▸ **Prompt**: Report how many lines below contain the string "window", treating uppercase and lowercase as different. Reply with the number only.

▸ **Pointing dataset excerpts**:
------------------------------------------------
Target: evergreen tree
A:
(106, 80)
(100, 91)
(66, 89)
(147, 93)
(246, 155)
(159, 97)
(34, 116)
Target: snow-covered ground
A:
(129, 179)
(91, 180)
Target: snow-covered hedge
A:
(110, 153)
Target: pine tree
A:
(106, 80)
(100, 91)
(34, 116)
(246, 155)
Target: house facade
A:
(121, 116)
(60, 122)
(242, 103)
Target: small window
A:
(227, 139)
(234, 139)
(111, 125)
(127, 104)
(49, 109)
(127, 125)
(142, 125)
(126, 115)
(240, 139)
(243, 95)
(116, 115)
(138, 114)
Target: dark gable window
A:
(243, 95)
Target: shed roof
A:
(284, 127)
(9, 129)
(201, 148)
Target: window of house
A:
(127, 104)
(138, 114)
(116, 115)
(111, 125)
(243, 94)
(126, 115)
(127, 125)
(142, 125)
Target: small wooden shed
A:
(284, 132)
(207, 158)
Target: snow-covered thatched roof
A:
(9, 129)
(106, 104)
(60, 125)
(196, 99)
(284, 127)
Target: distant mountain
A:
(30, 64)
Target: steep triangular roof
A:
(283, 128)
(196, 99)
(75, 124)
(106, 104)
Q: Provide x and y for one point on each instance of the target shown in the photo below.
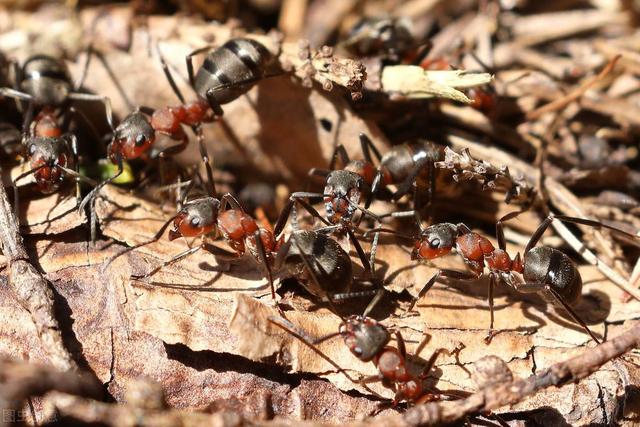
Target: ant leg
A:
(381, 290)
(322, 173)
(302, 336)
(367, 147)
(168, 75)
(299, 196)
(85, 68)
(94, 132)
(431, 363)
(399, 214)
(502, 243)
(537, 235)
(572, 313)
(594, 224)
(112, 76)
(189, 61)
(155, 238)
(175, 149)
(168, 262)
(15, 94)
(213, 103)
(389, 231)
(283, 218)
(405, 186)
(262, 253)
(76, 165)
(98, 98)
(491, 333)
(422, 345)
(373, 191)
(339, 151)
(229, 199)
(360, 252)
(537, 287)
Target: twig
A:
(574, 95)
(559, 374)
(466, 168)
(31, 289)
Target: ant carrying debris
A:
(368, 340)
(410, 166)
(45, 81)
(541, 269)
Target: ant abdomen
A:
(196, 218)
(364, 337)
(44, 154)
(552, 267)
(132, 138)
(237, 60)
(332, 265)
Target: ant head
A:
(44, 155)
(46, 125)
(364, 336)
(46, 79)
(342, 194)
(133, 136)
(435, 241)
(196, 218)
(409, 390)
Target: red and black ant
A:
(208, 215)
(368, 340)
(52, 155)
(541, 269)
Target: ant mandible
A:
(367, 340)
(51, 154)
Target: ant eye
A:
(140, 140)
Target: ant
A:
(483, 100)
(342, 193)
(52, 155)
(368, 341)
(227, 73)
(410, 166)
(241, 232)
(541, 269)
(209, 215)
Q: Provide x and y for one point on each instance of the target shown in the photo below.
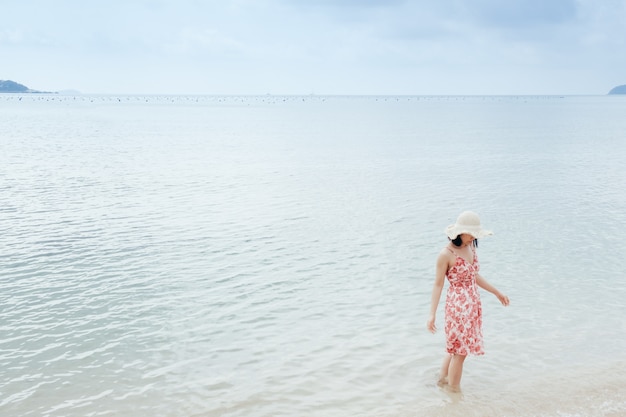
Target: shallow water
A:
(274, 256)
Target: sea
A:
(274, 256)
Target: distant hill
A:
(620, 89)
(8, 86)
------------------------------------------------
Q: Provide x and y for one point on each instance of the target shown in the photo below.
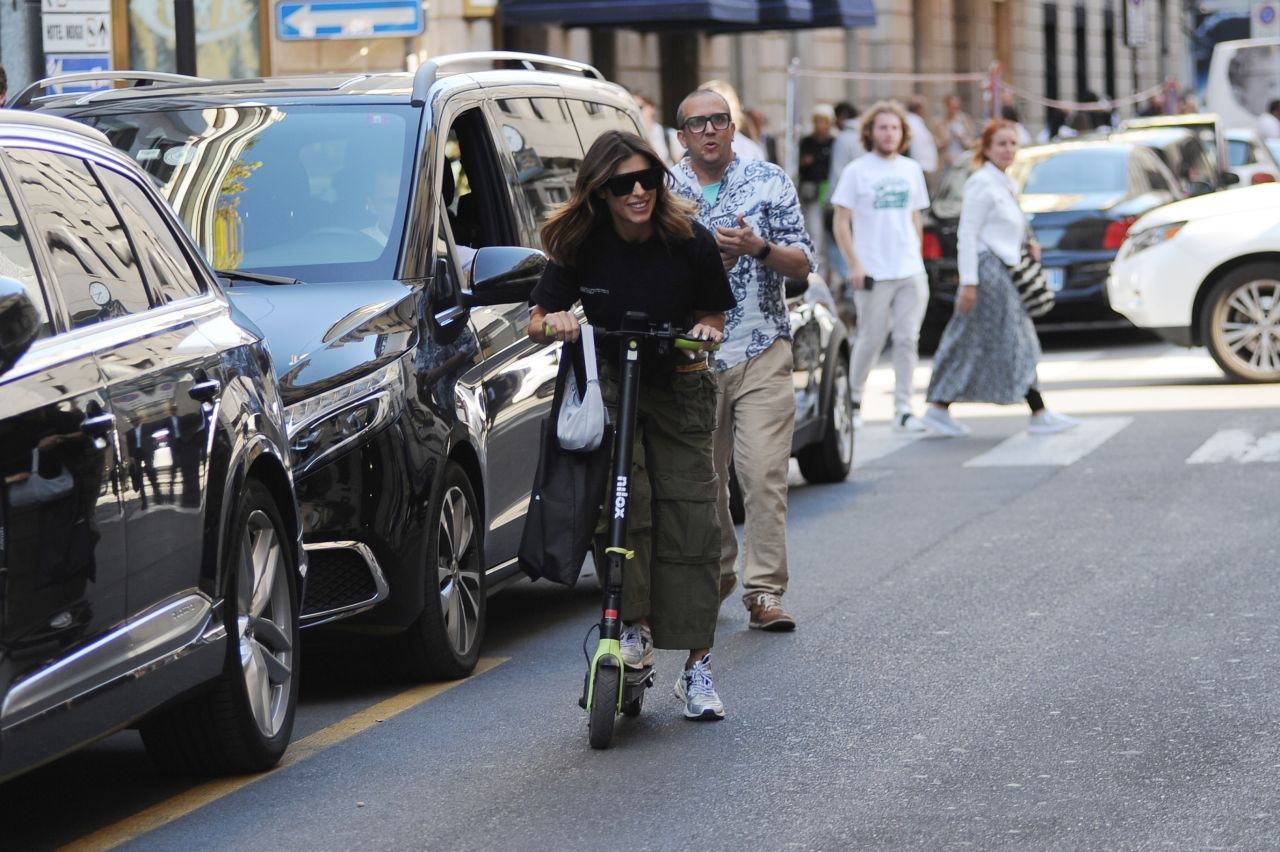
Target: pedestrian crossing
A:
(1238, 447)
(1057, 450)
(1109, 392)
------------------------------------------------
▸ **The result**: 3